- Tasks for this exercise -
#1 In the excerpt on LILRA6 and LILRB3 recombination, which two Genbank accession numbers identify sequences that lack LILRA6?
#2 Continue the excerpt on LILRA6 and LILRB3 recombination from its final sentence.

- Excerpt provided -
===
Our CNV screen indicates that LILRA6 is absent on some haplotypes. There are two sequences in Genbank (accession numbers: AC235034 and AC153469) that lack LILRA6, and instead carry LILRB3 at that genomic location. The LILRB3 allele within AC235034 encodes a predicted protein sequence that is identical to LILRA6*01 throughout its extracellular region, while the predicted protein encoded by AC153469 only differs with LILRA6*01 due to the presence of 164 T. LILRA6*01 is the most frequently occurring allele according to our cDNA screen (Table 1) and carries two unique SNPs (65 I and 120 Q), and a unique combination of variable positions 36 R, 46 W and 67 E. We did not detect these polymorphic features within any LILRB3 allele, suggesting that they are predominately a characteristic of LILRA6. Their presence within the LILRB3 sequences of AC153469 and AC235034 is evidence of an unequal crossover event that has occurred within the homologous region following the Ig2-encoding exon of LILRA6, resulting in the replacement of LILRA6-specific sequence within the 3′ of the gene with that of LILRB3. This indicates that unequal crossover is a mechanism by which genetic information may be exchanged between these two genes (Fig. 6a). An additional possibility could be the formation of single-stranded DNA (ssDNA) secondary structures or hairpin loops in the repeat tandem sequence (Fig. 6b). These structures are accessible substrates for nucleases, making them susceptible to strand breaks. This may lead to repair processes that can cause deletion of regions or genetic transfer of homologous sequences between chromosomes. Such recombination processes have previously been proposed in the evolution of the KIR gene cluster (Traherne et al. 2010).
===
- Data excerpts -
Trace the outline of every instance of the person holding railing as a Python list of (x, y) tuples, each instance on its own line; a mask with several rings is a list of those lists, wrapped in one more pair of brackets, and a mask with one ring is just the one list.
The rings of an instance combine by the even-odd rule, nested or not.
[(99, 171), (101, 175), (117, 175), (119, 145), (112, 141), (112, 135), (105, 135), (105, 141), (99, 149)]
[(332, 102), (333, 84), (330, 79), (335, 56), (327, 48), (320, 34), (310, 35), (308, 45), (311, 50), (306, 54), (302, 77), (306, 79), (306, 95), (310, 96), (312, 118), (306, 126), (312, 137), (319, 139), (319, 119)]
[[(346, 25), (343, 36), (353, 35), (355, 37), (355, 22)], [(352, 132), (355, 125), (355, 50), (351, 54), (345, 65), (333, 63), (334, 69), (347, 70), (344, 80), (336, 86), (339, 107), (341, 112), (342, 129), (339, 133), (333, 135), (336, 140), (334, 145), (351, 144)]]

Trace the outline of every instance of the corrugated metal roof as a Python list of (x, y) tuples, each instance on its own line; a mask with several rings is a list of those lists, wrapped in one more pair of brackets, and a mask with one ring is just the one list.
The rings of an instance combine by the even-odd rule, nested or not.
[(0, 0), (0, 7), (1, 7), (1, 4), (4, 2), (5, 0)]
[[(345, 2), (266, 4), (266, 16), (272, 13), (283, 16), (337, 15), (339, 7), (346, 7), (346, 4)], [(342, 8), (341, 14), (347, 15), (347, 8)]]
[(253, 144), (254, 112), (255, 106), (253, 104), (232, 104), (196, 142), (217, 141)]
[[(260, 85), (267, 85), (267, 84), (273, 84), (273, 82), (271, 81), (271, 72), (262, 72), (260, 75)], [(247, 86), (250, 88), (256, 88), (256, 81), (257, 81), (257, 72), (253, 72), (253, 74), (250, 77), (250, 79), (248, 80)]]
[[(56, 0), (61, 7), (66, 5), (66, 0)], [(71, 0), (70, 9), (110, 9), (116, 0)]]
===
- List of answers -
#1 AC235034 and AC153469

#2
Fig. 6
figure 6

Non-allelic homologous recombination and potential ssDNA secondary structures produced at the tandem repeat sequence. a The process of unequal crossing-over of homologous sequences proposed to generate deletions (i) or duplications (ii) of LILRA6. b Seventeen hairpin structures were predicted using the Mfold program (Zuker 2003). Twenty copies of the repeat tandem sequence TCTATTGAGATCCTATGGAGGTCCTGTGGGGGT was used as the input

Functionally, the increase in the number of copies of LILRA6 could affect the balance between activating and inhibitory signals after ligand binding. How could the combination of CNV and variable sequences be interpreted in terms of function? So far, it is difficult to identify haplotype-specific combinations of variable sequences over the sets of genes, as we do not have sequence information over single haplotypes. If these exist they would be consistent with haplotype-specific interactions with a ligand and integration of signals from the different receptors, as may be the case for some neighbouring KIR A and B haplotypes. They would suggest that the constellations of variable activating and inhibitory receptors on haplotypes are driven by interaction with a variable ligand, such as a variable pathogen.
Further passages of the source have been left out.